#### [EXERCISE BRIEF]
In the records below, work out how many lines hold the word "porch". Report the number alone.

#### [DATA SUPPLIED]
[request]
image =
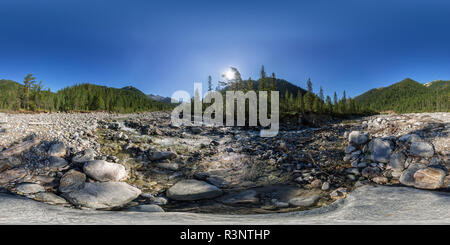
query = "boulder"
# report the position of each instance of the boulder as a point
(57, 150)
(407, 176)
(380, 150)
(397, 161)
(243, 197)
(189, 190)
(85, 156)
(161, 155)
(358, 137)
(370, 172)
(103, 195)
(49, 197)
(57, 163)
(146, 208)
(421, 149)
(105, 171)
(12, 174)
(429, 178)
(304, 201)
(29, 188)
(72, 181)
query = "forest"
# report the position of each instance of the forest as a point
(30, 96)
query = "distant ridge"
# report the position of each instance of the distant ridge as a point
(408, 96)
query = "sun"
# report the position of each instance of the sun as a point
(229, 74)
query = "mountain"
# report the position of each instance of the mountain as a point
(159, 98)
(408, 96)
(82, 97)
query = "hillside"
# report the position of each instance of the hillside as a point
(408, 96)
(83, 97)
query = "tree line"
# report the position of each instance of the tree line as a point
(30, 96)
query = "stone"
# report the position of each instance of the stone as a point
(339, 193)
(349, 149)
(146, 208)
(105, 171)
(168, 166)
(29, 188)
(159, 200)
(103, 195)
(85, 156)
(380, 150)
(12, 174)
(57, 150)
(189, 190)
(161, 155)
(397, 161)
(71, 181)
(243, 197)
(304, 201)
(317, 183)
(421, 149)
(49, 197)
(407, 176)
(325, 186)
(358, 138)
(429, 178)
(217, 181)
(410, 138)
(370, 172)
(57, 163)
(380, 180)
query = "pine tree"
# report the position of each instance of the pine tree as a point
(209, 83)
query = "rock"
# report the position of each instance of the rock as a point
(304, 201)
(380, 180)
(407, 176)
(168, 166)
(358, 138)
(339, 193)
(12, 174)
(429, 178)
(217, 181)
(397, 161)
(146, 208)
(349, 149)
(57, 163)
(317, 183)
(105, 171)
(243, 197)
(422, 149)
(410, 138)
(380, 150)
(29, 188)
(72, 181)
(102, 195)
(86, 156)
(325, 186)
(49, 197)
(159, 200)
(370, 172)
(57, 150)
(189, 190)
(161, 155)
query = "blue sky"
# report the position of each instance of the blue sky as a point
(163, 46)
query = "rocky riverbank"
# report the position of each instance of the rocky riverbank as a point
(139, 162)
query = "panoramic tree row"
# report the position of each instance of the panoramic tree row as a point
(30, 96)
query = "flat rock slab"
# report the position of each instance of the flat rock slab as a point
(189, 190)
(101, 195)
(365, 205)
(105, 171)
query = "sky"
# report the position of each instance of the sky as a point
(163, 46)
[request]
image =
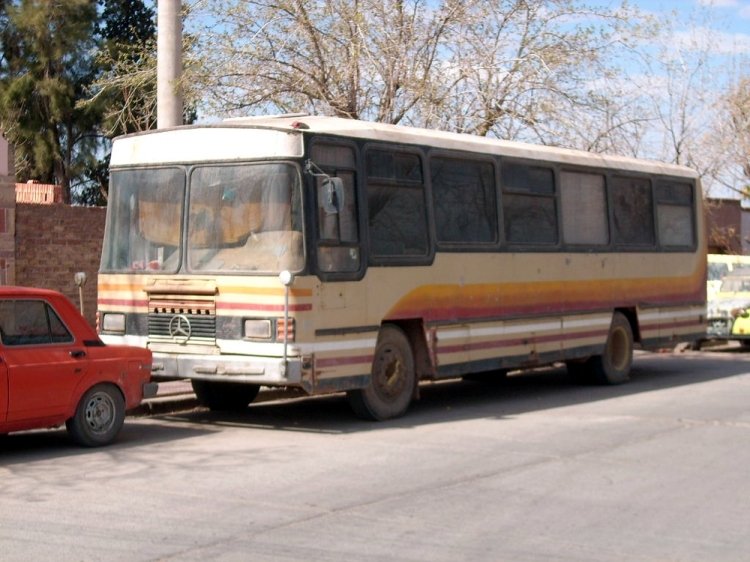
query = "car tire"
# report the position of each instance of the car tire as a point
(99, 416)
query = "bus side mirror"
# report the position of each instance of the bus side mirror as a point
(332, 195)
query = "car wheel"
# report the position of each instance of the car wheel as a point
(224, 396)
(98, 417)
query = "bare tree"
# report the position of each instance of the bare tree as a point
(508, 68)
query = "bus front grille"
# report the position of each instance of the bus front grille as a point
(182, 321)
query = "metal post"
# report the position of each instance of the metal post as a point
(168, 64)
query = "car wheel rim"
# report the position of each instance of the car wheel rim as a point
(100, 413)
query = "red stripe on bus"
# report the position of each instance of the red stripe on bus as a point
(521, 341)
(340, 361)
(262, 307)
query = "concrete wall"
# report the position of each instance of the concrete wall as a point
(53, 242)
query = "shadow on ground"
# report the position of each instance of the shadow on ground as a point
(458, 399)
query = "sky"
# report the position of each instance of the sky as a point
(730, 16)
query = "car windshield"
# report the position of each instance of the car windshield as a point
(240, 218)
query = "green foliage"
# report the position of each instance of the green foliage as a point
(52, 54)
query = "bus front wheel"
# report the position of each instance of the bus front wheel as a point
(613, 366)
(224, 396)
(392, 381)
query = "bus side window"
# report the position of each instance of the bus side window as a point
(584, 209)
(529, 208)
(338, 232)
(674, 214)
(396, 205)
(632, 211)
(464, 200)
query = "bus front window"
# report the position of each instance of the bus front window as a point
(143, 220)
(245, 218)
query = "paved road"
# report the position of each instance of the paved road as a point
(535, 469)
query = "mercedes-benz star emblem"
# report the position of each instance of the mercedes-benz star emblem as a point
(179, 328)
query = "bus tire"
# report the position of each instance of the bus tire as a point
(613, 366)
(224, 396)
(392, 380)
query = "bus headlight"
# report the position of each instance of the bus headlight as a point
(257, 329)
(113, 322)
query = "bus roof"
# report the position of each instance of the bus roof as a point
(300, 124)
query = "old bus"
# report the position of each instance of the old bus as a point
(338, 255)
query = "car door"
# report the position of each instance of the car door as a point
(44, 362)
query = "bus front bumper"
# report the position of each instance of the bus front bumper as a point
(268, 371)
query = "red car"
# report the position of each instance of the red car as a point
(54, 369)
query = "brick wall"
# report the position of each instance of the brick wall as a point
(53, 242)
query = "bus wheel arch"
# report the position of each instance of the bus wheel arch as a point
(393, 378)
(613, 365)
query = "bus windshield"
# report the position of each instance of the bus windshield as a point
(240, 218)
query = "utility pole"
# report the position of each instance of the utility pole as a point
(168, 64)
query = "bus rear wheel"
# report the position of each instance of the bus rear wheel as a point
(612, 366)
(224, 396)
(392, 381)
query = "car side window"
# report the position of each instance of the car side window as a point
(31, 322)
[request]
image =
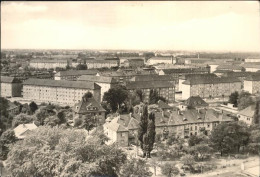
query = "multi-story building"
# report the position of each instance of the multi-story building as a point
(90, 107)
(164, 89)
(252, 84)
(157, 60)
(104, 82)
(101, 63)
(210, 87)
(74, 74)
(10, 87)
(59, 91)
(48, 64)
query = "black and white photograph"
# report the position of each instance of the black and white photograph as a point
(130, 89)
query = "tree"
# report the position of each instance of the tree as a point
(228, 136)
(187, 160)
(146, 131)
(257, 114)
(233, 98)
(22, 119)
(169, 170)
(115, 97)
(135, 167)
(244, 100)
(33, 106)
(81, 67)
(63, 152)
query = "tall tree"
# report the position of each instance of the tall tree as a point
(233, 98)
(146, 132)
(116, 97)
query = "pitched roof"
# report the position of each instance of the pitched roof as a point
(7, 79)
(87, 106)
(249, 111)
(211, 80)
(62, 83)
(149, 84)
(22, 128)
(253, 78)
(195, 101)
(77, 72)
(102, 79)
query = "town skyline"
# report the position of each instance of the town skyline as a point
(188, 26)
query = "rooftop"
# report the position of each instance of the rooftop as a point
(61, 83)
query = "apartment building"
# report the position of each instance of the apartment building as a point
(101, 63)
(104, 82)
(10, 87)
(252, 84)
(59, 91)
(210, 87)
(165, 89)
(74, 74)
(48, 64)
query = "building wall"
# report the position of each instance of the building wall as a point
(248, 86)
(6, 89)
(216, 90)
(59, 95)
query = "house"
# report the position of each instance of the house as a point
(104, 82)
(22, 130)
(246, 115)
(10, 87)
(122, 129)
(74, 74)
(89, 106)
(210, 87)
(59, 91)
(133, 63)
(252, 84)
(164, 89)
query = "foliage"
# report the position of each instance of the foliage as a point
(155, 97)
(59, 152)
(33, 106)
(6, 139)
(115, 97)
(228, 136)
(187, 160)
(135, 167)
(146, 131)
(169, 170)
(244, 100)
(233, 98)
(22, 119)
(81, 67)
(197, 139)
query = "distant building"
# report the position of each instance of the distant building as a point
(252, 84)
(10, 87)
(157, 60)
(48, 64)
(210, 87)
(121, 130)
(101, 64)
(22, 130)
(59, 91)
(89, 106)
(165, 89)
(133, 63)
(74, 74)
(104, 82)
(246, 115)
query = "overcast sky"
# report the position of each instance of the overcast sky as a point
(194, 25)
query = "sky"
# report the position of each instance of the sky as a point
(143, 25)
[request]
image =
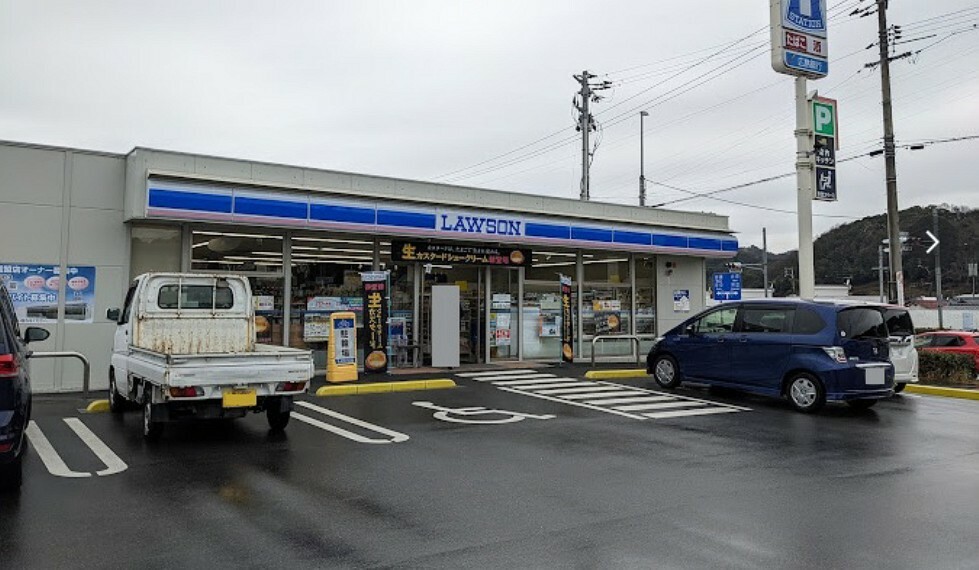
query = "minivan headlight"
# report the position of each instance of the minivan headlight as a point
(836, 353)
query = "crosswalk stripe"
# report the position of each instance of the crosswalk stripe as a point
(659, 406)
(496, 373)
(636, 400)
(580, 388)
(691, 412)
(113, 464)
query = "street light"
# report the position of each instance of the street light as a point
(642, 172)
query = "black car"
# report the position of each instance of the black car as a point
(15, 391)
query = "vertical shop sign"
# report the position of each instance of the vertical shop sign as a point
(375, 321)
(567, 324)
(342, 364)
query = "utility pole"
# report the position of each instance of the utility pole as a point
(890, 167)
(586, 123)
(938, 269)
(764, 259)
(642, 160)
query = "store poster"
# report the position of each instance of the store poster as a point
(681, 300)
(567, 325)
(607, 316)
(34, 290)
(375, 286)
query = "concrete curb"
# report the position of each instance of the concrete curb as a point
(943, 391)
(615, 374)
(384, 387)
(97, 407)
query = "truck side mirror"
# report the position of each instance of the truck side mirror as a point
(35, 334)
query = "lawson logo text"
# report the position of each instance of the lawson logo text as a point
(480, 225)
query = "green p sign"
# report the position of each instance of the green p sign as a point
(824, 117)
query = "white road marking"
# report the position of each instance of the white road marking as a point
(685, 413)
(570, 403)
(495, 372)
(113, 464)
(56, 466)
(580, 389)
(659, 406)
(635, 400)
(396, 437)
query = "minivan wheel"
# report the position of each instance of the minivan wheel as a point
(666, 372)
(806, 393)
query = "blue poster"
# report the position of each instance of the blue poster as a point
(35, 291)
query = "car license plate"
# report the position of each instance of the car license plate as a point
(874, 376)
(239, 398)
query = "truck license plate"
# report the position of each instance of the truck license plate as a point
(239, 398)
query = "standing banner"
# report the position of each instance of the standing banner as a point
(375, 321)
(341, 366)
(567, 324)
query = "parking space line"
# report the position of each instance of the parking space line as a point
(571, 403)
(685, 413)
(659, 406)
(113, 464)
(56, 466)
(495, 373)
(396, 437)
(637, 399)
(581, 388)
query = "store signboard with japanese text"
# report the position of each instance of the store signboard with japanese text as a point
(459, 254)
(567, 325)
(35, 289)
(375, 321)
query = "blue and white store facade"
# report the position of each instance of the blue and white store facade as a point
(304, 236)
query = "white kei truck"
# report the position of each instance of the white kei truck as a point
(185, 347)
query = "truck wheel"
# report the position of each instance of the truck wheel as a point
(278, 420)
(152, 429)
(117, 404)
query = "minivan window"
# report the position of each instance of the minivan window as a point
(766, 320)
(807, 322)
(861, 322)
(195, 297)
(899, 322)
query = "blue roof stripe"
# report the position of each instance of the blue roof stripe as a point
(704, 243)
(246, 205)
(405, 219)
(346, 214)
(533, 229)
(194, 201)
(591, 234)
(636, 238)
(663, 240)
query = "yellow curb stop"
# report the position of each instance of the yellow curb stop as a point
(615, 374)
(943, 391)
(382, 387)
(98, 406)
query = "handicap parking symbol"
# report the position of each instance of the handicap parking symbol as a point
(469, 415)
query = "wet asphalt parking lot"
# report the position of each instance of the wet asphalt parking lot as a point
(571, 474)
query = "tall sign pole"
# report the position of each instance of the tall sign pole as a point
(800, 48)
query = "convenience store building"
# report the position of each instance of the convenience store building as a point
(303, 236)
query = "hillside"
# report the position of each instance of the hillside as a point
(849, 252)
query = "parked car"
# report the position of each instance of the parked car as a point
(807, 351)
(956, 342)
(15, 391)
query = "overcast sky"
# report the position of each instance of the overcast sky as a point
(425, 89)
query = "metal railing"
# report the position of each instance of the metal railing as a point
(86, 367)
(605, 337)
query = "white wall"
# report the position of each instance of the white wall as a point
(687, 273)
(64, 207)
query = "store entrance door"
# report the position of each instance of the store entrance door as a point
(503, 322)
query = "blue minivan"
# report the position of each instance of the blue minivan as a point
(806, 351)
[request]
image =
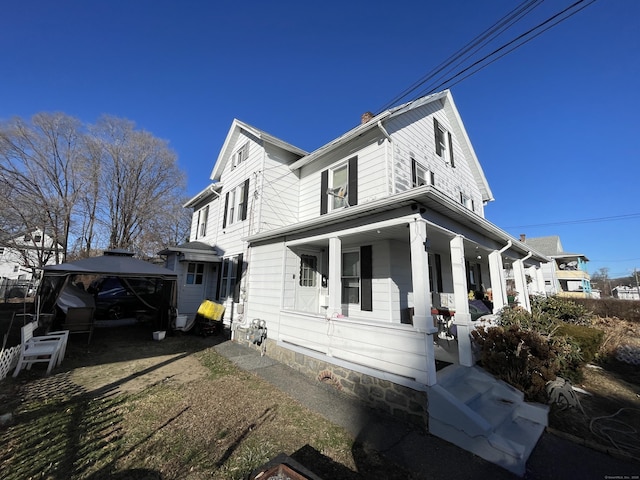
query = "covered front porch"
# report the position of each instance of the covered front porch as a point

#### [TASK RESPONSE]
2